Set down all of the entries word for word, omitting the images they contain.

(Records excerpted from a collection)
════
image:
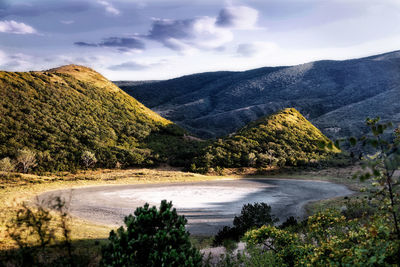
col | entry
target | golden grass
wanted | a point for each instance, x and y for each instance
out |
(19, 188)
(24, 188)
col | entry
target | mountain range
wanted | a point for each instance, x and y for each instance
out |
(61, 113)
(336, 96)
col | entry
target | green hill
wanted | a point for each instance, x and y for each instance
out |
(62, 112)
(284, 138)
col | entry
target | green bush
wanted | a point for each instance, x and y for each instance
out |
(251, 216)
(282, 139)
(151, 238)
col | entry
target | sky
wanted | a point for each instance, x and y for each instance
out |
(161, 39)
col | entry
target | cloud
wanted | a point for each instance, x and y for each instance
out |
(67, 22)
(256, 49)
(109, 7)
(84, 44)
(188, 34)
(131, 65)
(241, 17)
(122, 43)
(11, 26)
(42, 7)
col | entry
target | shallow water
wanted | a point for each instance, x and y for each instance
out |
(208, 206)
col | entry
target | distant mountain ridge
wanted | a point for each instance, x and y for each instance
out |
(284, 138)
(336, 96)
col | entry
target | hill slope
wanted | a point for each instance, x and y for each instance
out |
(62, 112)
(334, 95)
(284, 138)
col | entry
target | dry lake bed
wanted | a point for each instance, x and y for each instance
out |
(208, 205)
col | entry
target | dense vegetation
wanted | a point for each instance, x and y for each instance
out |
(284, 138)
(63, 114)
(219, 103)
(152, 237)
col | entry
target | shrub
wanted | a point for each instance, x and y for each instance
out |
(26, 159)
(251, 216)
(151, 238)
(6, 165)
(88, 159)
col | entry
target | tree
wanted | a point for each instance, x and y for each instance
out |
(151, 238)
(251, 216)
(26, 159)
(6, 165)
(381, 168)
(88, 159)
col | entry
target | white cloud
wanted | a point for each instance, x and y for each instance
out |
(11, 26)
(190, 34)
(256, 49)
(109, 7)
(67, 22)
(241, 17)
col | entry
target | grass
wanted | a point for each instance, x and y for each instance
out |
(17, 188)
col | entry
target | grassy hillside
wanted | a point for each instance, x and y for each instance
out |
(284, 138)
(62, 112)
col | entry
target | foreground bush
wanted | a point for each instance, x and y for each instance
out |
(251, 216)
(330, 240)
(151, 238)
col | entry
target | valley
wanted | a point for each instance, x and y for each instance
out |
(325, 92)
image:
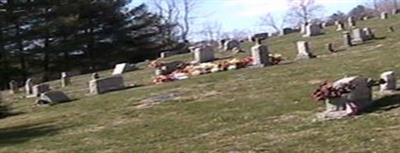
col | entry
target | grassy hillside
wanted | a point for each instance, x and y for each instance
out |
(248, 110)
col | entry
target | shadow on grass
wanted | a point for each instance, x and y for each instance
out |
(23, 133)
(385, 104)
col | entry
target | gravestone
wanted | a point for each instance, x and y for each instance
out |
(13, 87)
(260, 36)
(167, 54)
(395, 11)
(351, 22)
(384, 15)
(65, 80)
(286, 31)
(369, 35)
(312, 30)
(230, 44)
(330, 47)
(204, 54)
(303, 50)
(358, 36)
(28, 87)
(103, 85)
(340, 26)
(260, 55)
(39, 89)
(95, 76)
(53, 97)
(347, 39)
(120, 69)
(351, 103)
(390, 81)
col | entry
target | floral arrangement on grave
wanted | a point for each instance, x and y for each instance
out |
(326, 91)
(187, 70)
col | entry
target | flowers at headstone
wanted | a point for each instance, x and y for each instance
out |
════
◆ Full response
image:
col | entry
target | golden grass
wanted | a point for each instance, x and y for each instance
out |
(19, 188)
(24, 188)
col | entry
target | mountain range
wanted | a point for each instance, x and y for each instance
out |
(61, 113)
(336, 96)
col | entry
target | green hill
wanted | a point for each instance, x and y for each instance
out |
(62, 112)
(284, 138)
col | entry
target | green bush
wanted | a point for each instance, x and y for each instance
out |
(251, 216)
(282, 139)
(151, 238)
col | entry
target | sky
wanted | a point for each instance, x and y for each instance
out |
(161, 39)
col | entry
target | cloud
wanted | a point for each instance, x and y for each instance
out |
(67, 22)
(256, 49)
(109, 7)
(84, 44)
(188, 34)
(131, 65)
(241, 17)
(122, 43)
(11, 26)
(42, 7)
col | entry
target | shallow water
wanted | a point for each instance, x and y for each instance
out |
(208, 206)
col | entry
target | distant mountain ridge
wanted | a point for each instance, x and y for each instance
out |
(284, 138)
(336, 96)
col | entry
target | hill slope
wanted | a point for each instance, x and y for each instance
out |
(62, 112)
(334, 95)
(284, 138)
col | entry
target | dry lake bed
wanted | a point for each instance, x and y for each instance
out |
(208, 205)
col | entry
target | dense vegetation
wanted | a point for each instance, x and y for each instance
out |
(284, 138)
(63, 114)
(219, 103)
(152, 237)
col | entry
target | shrub
wanted | a point for each instance, x and y for each instance
out |
(26, 159)
(251, 216)
(151, 238)
(6, 165)
(88, 159)
col | entry
target | tree
wanted | a point for each instance, x and y for each instance
out |
(151, 238)
(251, 216)
(26, 159)
(6, 165)
(381, 168)
(88, 159)
col | entry
target | white cloud
wanted | a point for each instance, x and y for each instance
out |
(11, 26)
(190, 34)
(256, 49)
(109, 7)
(67, 22)
(241, 17)
col | entry
target | grass
wanted | a point for each instance, x and y for each instance
out |
(17, 188)
col | entry
target | grassy hillside
wanted | a point for each instance, x and y for each instance
out |
(284, 138)
(62, 112)
col | entry
target | foreground bush
wanted | a point for each instance, x and y for each instance
out |
(251, 216)
(330, 240)
(151, 238)
col | entry
target | valley
wanted | a point for each instance, x and y for each instance
out |
(325, 92)
image:
col | entry
target | grassy hillside
wanted | a point for each instance, x and y for each instance
out |
(248, 110)
col | entry
target | shadow on grass
wanted | a point for each instance, x and y for each instance
out |
(23, 133)
(385, 104)
col | entry
target | gravestone
wanted | a point for each instance, x and y for each instance
out |
(13, 87)
(260, 36)
(167, 54)
(395, 11)
(351, 22)
(384, 15)
(65, 80)
(286, 31)
(369, 35)
(312, 30)
(230, 44)
(330, 47)
(204, 54)
(303, 50)
(358, 36)
(28, 87)
(103, 85)
(340, 26)
(260, 55)
(39, 89)
(95, 76)
(53, 97)
(347, 39)
(120, 69)
(351, 103)
(390, 81)
col | entry
target | floral arrangement on grave
wanted | a point for each instance, x and y for each instance
out |
(326, 91)
(187, 70)
col | entry
target | flowers at headstone
wanted | a point for each instance, x and y for each instance
out |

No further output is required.